Here’s a visualization where I used a nested sort to find the most liked movie by state (using avg rating):
Here are a few SQL queries for the movielens dataset to help get you started:
Aggregate then Join:
SELECT m.title as title, solr.aggCount as aggCount FROM movies m INNER JOIN (SELECT movie_id, COUNT(*) as aggCount FROM ratings WHERE rating >= 4 GROUP BY movie_id ORDER BY aggCount desc LIMIT 10) as solr ON solr.movie_id = m.movie_id ORDER BY aggCount DESC
Users within 50 km of Minneapolis:
SELECT solr.place_name, count(*) as cnt FROM users u INNER JOIN (select place_name,zip_code from zipcodes where _query_='{!geofilt sfield=geo_location pt=44.9609,-93.2642 d=50}') as solr ON solr.zip_code = u.zip_code WHERE u.gender='F' GROUP BY solr.place_name
Avg. Rating for Movies with term “love” in the Plot:
SELECT solr.title as title, avg(rating) as avg_rating FROM ratings INNER JOIN (select movie_id,title from movies where _query_='plot_txt_en:love') as solr ON ratings.movie_id = solr.movie_id GROUP BY title ORDER BY avg_rating DESC LIMIT 10
What types of cool visualizations can you come up with for the movielens or your data?
Tips and Tricks
In this section, I provide tips on how to get the best performance out of the SQL engine. In general, there are three classes of queries supported by the engine:
- Read a set of raw rows from Solr and join / aggregate in Spark
- Push-down aggregation queries into Solr, returning a smaller set of aggregated rows to Spark
- Views that send queries (Solr SQL or streaming expressions) directly to Solr using options supported by the spark-solr library
Aggregate in Spark
For queries that rely on Spark performing joins and aggregations on raw rows read from Solr, your goal is to minimize the number of rows read from Solr and achieve the best read performance of those rows. Here are some strategies for achieving these goals:
Strategy 1: Optimal read performance is achieved by only requesting fields that have docValues enabled as these can be pulled through the /export handler
It goes without saying that you should only request the fields you need for each query. Spark’s query planner will push the field list down into Fusion’s SQL engine which translates it into an fl parameter. For example, if you need movie_id and title from the movies table, do this:
select movie_id, title from movies
Not this:
select * from movies
Strategy 2: Use WHERE clause criteria, including full Solr queries, to do as much filtering in Solr as possible to reduce the number of rows
Spark’s SQL query planner will push down simple filter criteria into the Fusion SQL engine, which translates SQL filters into Solr filter query (fq) parameters. For instance, if you want to query using SQL:
select user_id, movie_id, rating from ratings where rating = 4
Then behind the scenes, Fusion’s SQL engine transforms this query into the following Solr query:
q=*:*&qt=/export&sort=id+asc&collection=ratings&fl=user_id,movie_id,rating&fq=rating:4
Notice that the WHERE clause was translated into an fq and the specific fields needed for the query are sent along in the fl parameter. Also notice, that Fusion’s SQL engine will use the /export handler if all the fields requested have docValues enabled. This makes a big difference in performance.

DATA ROWS -
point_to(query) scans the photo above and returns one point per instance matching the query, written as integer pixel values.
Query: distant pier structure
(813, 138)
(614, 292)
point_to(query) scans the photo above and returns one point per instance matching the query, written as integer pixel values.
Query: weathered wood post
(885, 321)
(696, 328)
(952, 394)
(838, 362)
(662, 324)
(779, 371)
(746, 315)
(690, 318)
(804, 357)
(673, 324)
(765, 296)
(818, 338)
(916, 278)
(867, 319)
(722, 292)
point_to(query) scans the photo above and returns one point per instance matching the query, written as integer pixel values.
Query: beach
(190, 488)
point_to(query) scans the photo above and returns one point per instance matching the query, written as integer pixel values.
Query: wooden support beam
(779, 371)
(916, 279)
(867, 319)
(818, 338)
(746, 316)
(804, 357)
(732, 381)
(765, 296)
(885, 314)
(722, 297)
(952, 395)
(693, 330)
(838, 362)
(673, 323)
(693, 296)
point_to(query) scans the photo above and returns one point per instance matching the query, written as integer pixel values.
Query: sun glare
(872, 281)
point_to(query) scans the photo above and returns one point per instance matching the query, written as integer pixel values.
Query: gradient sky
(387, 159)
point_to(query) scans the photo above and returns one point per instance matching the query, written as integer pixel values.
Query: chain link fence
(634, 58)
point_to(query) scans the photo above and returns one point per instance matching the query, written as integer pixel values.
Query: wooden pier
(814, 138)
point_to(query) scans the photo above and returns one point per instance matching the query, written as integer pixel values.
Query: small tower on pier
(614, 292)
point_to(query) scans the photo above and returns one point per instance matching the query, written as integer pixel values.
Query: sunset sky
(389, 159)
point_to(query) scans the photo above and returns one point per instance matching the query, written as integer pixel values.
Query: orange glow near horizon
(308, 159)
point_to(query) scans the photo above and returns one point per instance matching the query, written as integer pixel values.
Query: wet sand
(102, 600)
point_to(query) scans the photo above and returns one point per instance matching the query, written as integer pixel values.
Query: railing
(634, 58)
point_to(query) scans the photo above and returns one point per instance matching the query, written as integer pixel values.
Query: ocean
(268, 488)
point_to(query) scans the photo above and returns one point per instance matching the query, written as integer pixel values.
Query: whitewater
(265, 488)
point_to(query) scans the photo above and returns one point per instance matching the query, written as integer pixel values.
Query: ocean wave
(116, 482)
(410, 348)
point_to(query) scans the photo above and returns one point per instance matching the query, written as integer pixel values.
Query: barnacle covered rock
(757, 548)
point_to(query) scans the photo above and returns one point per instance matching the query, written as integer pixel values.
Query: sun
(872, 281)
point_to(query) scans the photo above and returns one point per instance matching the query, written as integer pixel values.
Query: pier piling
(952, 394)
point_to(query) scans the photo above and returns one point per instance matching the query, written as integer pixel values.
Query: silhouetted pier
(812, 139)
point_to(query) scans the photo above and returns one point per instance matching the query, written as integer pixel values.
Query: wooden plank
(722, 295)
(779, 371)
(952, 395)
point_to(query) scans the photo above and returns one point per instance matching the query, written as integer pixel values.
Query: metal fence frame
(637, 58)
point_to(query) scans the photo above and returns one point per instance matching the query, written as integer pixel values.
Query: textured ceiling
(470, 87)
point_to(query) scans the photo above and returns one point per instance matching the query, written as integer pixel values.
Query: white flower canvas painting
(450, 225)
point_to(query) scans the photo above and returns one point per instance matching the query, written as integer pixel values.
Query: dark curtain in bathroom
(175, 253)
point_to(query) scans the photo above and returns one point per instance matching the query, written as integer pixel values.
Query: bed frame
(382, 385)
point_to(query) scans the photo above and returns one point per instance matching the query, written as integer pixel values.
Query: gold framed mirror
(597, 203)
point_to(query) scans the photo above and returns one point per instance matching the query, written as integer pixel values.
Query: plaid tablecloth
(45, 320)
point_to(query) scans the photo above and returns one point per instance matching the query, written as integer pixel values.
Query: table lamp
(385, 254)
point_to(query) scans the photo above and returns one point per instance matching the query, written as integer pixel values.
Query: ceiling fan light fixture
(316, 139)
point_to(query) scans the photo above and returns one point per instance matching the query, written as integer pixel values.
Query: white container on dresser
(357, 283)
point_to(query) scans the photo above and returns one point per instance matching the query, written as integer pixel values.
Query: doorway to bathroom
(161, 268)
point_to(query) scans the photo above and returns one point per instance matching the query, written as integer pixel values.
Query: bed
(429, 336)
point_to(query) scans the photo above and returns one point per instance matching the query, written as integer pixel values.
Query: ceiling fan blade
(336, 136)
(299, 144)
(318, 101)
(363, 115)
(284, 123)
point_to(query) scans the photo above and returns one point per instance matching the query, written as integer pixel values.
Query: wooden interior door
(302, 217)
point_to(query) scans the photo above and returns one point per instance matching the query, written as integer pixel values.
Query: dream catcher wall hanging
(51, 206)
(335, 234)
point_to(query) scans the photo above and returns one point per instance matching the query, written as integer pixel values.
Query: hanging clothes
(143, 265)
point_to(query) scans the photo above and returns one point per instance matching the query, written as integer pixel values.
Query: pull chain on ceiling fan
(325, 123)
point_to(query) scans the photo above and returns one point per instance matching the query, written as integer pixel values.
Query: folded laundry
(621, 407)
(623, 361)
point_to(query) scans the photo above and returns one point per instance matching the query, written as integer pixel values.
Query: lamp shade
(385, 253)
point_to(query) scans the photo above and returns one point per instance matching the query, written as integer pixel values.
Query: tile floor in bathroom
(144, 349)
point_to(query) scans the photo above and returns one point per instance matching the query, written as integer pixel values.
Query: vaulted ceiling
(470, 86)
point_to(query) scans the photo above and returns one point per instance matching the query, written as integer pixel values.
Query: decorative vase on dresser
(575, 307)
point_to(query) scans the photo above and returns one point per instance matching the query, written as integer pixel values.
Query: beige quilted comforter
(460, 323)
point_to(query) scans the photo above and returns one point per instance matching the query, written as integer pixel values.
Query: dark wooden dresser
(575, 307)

PROMPT A - Name every table that appears in a FROM clause of the SQL statements in the Fusion SQL excerpt.
PROMPT B - According to the Fusion SQL excerpt, into what does Fusion's SQL engine translate SQL filters?

PROBLEM SOLUTION A - movies, ratings, users, zipcodes

PROBLEM SOLUTION B - Solr filter query (fq) parameters.